## Page text
+++++

That said, England’s Sue Drage does appear to be amply up for the task she was asked to perform by Camilla’s main squeeze, NASA’s Romeo Durscher, who learned about Sue when he (and Camilla) guested on a local UK radio station that had recently sponsored a knit-athon. (I was going to write “appeared”, but you don’t actually appear on radio, do you?)

Taking shape: Housewife Sue Drage with the space suit she is making for Nasa's latest astronaut Camilla

That’s Sue there, with rubber chicken avec stylin’ suit that she cooked up from plastic bags. Her hobby, in fact, is knitting with plastic, newspapers, and cardboard. Not only is she a recycler, she’s now an adjunct part of our space program:

'I feel like a rocket scientist or something.’

Probably more ‘something’ than ‘rocket scientist.’ Still…

Source of picture and quote, while I’m at it: The Daily Mail.

One reason I have welcomed the news about Camilla’s new space suit is that a bit of space news I saw in a recent Economist was somewhat more dire.

It seems that NASA, along with the rest of the world, has been slacking off on the amount of monitoring they do of Planet Earth’s health. This type of monitoring, The Economist warns is something we really need to be doing:

With the state of the atmosphere and oceans upset in ways whose consequences are not easily foreseen, and may well prove catastrophic, it becomes an imperative.

+++++

## Input material
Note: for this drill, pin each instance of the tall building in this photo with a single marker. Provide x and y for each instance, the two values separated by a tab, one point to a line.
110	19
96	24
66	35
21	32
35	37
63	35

+++++

## Tasks to carry out
A: Output the part of the space-suit post starting with "Taking shape: Housewife" and going on through "somewhat more dire.".
B: Return all lines of the records, reproduced word for word.
The records have no connection to the space-suit post.

## Task results
A:
Taking shape: Housewife Sue Drage with the space suit she is making for Nasa's latest astronaut Camilla

That’s Sue there, with rubber chicken avec stylin’ suit that she cooked up from plastic bags. Her hobby, in fact, is knitting with plastic, newspapers, and cardboard. Not only is she a recycler, she’s now an adjunct part of our space program:

'I feel like a rocket scientist or something.’

Probably more ‘something’ than ‘rocket scientist.’ Still…

Source of picture and quote, while I’m at it: The Daily Mail.

One reason I have welcomed the news about Camilla’s new space suit is that a bit of space news I saw in a recent Economist was somewhat more dire.

B:
Note: for this drill, pin each instance of the tall building in this photo with a single marker. Provide x and y for each instance, the two values separated by a tab, one point to a line.
110	19
96	24
66	35
21	32
35	37
63	35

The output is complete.